**Passage to read:**
So Dr. Schlissel took unpopular stands, becoming a target for his enemies. They were waiting, and they seized on the possibility of his romantic improprieties after receiving an anonymous tip on December 8, 2021. 

The third factor bearing on AWMFS, and certainly the most pertinent to the WM of my acronym, is social. The rise of the BLM and #MeToo movements—along with the prevalence of diversity initiatives and sexual harassment training seminars—has radically altered norms in the workplace and interpersonal relations. 

As a result, despite the precipitous, sensational falls suffered by white men, many of us are behaving as if we are still living in the twentieth century, perhaps in fact even in the pre-Monica Lewinsky era of the early 1990s. Or even the pre-Gary Hart days of the mid-1980s. (Remember Hart’s recklessly defiant challenge to the press during his 1988 presidential run, which proved so fateful (and fatal)? “Go ahead, follow me around! I dare you!”) Those casualties have flattered themselves that all is still well, that all will always be well, that they can “handle things,” for haven’t they always “handled things”? 

They could, until they couldn’t. The cultural lag borne of future shock strikes again. 

A fundamental question here is: How far do we go with legislating morality—including romantic relationships between consenting adults? Let me be clear: I take issue with Dr. Schlissel’s behavior, particularly in light of the employee relations policy that he himself announced. Equally, if not more strongly, I take issue with the severity of the penalty imposed on his behavior. In a humane world, without politics intruding, he would not have been summarily fired in the wake of a secret, illegal trustees meeting conducted via Zoom on a Saturday. 

One constructive step would be to formulate and maintain careful distinctions throughout our analysis. Worlds of difference exist between the conduct of Harvey Weinstein (or Bill Cosby or Danny Masterson) and Al Franken. Yet they tend to get tarred with the same broad brushstrokes. Ditto between Dr. Schlissel and Dr. Robert Anderson, the late director of the U-M Health Service, who molested at least 1,050 people (and whose behavior over four decades resulted in a final settlement in January 2022 just days after Schlissel’s firing: a U-M payout of $490 million).

**Directions:**
1. In the passage on Dr. Schlissel, how much did U-M pay in the January 2022 settlement?
2. Please write the next few sentences of the passage on Dr. Schlissel, picking up right after its last sentence.
The data that comes next plays no part in this work.

**Supplied entries:**
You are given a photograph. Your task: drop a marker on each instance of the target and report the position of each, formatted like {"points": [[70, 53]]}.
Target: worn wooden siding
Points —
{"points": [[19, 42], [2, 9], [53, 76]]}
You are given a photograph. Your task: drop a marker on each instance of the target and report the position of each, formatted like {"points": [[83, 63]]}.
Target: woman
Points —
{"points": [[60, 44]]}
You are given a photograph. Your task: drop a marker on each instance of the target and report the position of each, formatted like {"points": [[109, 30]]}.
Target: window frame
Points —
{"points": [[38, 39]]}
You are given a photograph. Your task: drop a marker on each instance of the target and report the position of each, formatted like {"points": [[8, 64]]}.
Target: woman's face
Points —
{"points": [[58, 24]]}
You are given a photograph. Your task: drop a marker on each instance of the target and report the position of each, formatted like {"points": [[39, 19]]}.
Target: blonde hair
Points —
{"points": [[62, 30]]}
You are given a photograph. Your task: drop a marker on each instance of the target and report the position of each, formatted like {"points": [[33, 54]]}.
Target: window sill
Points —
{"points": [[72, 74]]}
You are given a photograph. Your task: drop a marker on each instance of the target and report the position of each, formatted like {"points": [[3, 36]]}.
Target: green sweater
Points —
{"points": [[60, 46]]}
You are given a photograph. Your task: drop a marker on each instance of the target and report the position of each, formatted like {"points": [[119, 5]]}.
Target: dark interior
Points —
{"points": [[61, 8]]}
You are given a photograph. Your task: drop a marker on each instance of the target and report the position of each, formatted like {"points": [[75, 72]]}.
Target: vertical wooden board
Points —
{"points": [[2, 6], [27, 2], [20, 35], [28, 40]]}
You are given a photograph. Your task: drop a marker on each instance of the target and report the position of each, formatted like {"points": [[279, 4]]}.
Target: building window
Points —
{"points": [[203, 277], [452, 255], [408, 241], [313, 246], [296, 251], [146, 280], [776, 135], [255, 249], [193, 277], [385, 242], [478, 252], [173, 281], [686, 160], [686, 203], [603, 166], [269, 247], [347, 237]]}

**Answers by item:**
1. $490 million.

2.
Such distinctions with a difference are crucial to draw—and equally valuable is a better balance between perspective-taking and position-taking. 

Where are we headed? Are we committed to the creation of an Orwellian surveillance culture in which corporations, universities, and government bureaucracies determine the private lives of adults? Do we now expect people to sign contracts stipulating that they will “disclose” any private relations with other persons within the organization—and even “report” (“inform”? “snitch”?) suspected behaviors of colleagues engaging in such relationships?

Here again, I have no pat answers. Only the conviction that the questions must be posed—and pondered.

Whatever our thinking about those elephantine enigmas in the room, AWMFS is likely to be with us for the foreseeable future. The rapidly shifting cultural norms generated by Big Tech, by vicious political gridlock, by BLM, and above all by #MeToo have resulted in a denial of and from reality, with many wealthy, powerful, and aging white males living in a dream world that bears only a glancing relation to what is happening “in real time,” as we now say. The repeated, cumulative shocks—the shock of potential 24/7 technological surveillance and invasiveness, the shock of political enemies hovering like vultures, the shock of “dethronement” by onetime subordinates—have estranged them from themselves as well as their surroundings. Many AWMs are not only not ready for the future: they are not even ready for the present.


John Rodden has taught at the University of Virginia and the University of Texas at Austin.